* Data for this exercise *
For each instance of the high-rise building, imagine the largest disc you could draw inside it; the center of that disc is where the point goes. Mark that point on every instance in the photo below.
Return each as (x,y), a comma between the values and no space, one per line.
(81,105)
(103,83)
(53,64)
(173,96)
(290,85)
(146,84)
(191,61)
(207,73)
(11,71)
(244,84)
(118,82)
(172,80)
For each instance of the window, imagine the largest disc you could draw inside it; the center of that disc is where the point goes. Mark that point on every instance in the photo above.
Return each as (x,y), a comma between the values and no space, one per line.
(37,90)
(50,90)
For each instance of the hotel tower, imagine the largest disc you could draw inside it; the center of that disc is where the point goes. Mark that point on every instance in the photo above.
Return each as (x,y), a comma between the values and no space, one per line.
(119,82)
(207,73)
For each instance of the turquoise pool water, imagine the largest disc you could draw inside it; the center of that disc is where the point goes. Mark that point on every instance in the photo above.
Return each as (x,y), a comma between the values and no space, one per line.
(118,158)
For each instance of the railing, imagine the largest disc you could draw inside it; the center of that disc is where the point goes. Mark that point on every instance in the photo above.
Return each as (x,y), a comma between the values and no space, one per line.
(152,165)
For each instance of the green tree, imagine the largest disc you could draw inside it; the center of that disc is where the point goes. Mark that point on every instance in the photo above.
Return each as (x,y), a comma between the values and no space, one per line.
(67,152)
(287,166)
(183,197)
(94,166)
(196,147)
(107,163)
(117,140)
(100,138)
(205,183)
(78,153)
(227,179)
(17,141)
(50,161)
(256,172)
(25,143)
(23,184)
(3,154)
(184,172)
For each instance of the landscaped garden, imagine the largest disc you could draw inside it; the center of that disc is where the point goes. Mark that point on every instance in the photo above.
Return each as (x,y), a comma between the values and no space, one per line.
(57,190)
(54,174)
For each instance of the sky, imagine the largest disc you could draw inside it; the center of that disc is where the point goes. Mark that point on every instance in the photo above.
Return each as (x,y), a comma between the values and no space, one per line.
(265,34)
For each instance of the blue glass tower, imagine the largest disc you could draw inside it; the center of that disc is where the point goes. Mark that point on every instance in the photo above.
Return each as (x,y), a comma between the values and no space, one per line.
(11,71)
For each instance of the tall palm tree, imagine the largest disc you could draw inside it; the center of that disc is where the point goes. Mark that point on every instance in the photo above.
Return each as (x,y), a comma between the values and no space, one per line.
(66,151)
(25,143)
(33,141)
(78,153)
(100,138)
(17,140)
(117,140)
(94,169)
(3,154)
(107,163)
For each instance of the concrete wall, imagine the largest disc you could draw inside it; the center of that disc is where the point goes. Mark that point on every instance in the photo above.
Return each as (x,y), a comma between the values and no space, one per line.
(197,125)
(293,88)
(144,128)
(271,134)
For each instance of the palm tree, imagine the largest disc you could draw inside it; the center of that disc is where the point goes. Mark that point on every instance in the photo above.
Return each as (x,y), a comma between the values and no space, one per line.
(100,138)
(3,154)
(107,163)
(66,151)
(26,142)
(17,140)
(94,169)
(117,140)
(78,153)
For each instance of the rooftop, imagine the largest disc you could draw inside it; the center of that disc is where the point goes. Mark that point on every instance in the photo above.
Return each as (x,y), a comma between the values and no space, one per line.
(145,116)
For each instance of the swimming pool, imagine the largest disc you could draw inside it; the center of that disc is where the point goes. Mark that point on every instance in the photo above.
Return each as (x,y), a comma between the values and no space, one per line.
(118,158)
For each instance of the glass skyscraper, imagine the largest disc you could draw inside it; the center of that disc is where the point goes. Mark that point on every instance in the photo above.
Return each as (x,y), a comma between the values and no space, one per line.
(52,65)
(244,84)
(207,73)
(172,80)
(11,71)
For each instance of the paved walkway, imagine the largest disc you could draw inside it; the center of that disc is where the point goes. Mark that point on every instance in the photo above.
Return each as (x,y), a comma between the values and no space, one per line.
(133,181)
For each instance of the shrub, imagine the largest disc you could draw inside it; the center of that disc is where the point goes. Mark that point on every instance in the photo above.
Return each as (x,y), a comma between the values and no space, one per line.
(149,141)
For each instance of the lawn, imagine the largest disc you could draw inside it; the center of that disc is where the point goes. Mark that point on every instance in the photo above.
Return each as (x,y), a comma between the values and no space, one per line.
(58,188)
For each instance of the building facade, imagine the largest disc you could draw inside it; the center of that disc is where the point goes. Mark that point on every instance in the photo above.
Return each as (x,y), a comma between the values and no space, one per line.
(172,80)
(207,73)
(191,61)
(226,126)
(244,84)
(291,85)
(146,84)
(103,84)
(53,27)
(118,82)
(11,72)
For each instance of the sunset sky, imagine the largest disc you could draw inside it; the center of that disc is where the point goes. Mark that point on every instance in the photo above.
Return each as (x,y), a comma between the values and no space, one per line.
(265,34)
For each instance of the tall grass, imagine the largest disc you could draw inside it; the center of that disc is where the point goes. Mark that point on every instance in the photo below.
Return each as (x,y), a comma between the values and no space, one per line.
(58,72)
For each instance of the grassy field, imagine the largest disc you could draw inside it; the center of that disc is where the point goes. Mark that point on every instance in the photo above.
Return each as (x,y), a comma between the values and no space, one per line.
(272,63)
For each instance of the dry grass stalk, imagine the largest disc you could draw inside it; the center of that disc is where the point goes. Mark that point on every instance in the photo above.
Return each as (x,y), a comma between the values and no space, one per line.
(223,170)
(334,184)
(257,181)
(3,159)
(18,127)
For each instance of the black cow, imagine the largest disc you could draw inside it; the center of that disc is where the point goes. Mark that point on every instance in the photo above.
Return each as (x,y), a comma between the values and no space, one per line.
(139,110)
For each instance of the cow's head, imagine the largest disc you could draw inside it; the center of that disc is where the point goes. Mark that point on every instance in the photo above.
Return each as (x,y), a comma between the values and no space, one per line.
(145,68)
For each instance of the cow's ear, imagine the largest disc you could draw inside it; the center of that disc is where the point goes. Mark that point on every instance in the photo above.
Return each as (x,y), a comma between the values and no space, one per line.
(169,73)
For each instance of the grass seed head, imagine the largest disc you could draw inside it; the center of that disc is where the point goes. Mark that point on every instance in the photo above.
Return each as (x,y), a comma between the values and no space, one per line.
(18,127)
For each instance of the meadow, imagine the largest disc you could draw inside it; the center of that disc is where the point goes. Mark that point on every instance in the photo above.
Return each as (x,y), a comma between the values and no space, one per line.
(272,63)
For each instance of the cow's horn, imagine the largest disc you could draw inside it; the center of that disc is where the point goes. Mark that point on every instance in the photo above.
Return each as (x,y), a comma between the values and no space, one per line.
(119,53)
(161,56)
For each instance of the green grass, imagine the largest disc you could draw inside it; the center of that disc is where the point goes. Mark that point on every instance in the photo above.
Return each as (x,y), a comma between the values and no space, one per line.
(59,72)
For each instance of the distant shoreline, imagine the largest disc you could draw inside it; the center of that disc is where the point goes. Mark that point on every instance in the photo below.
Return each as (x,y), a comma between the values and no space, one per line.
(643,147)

---

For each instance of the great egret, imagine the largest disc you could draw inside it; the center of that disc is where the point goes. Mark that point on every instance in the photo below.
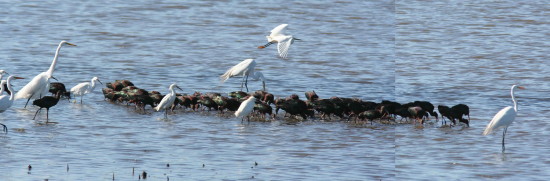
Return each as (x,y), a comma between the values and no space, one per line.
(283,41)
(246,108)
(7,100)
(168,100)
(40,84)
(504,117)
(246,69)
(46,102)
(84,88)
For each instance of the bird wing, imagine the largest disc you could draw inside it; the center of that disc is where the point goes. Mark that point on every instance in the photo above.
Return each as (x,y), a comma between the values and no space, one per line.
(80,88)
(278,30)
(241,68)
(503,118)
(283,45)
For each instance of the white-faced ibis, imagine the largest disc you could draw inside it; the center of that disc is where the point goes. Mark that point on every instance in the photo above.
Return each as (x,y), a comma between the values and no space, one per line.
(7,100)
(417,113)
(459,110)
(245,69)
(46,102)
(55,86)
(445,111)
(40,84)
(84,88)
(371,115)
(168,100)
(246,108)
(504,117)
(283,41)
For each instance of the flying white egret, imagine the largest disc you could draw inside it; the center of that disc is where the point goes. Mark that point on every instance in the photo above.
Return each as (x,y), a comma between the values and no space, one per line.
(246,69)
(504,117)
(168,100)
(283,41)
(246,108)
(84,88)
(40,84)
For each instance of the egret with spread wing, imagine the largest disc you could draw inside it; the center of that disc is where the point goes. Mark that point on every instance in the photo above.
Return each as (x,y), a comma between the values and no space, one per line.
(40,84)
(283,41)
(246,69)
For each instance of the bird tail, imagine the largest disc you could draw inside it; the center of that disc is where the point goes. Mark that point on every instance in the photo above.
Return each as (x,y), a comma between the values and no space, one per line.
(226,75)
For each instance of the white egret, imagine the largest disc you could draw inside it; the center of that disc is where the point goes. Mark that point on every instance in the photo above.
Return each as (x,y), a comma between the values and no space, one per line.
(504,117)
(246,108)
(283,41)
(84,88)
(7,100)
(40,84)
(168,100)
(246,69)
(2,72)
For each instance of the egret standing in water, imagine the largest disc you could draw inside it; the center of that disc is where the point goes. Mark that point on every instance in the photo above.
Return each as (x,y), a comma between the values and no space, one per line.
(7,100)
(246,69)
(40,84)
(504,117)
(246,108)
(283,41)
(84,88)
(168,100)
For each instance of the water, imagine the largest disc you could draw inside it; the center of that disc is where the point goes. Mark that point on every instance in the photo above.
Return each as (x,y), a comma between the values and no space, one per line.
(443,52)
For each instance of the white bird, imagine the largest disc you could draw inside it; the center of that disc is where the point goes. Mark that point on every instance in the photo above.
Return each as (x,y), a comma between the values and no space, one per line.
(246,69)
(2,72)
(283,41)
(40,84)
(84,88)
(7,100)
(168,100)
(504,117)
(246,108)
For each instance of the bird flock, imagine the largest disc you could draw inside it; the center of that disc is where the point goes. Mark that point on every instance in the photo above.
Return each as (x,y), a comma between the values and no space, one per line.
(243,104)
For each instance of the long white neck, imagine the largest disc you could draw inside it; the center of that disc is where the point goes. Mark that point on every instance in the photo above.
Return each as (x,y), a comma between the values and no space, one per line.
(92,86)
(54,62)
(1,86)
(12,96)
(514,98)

* What is asked *
Please pull out every line of the material above that contains the string "stalk", and copy each one. Case matters.

* Result of this task *
For each instance of the dry grass stalk, imagine the largest disc you could draw inside it; the center of that disc is where the point goes. Mark that point on every instance in the photo above.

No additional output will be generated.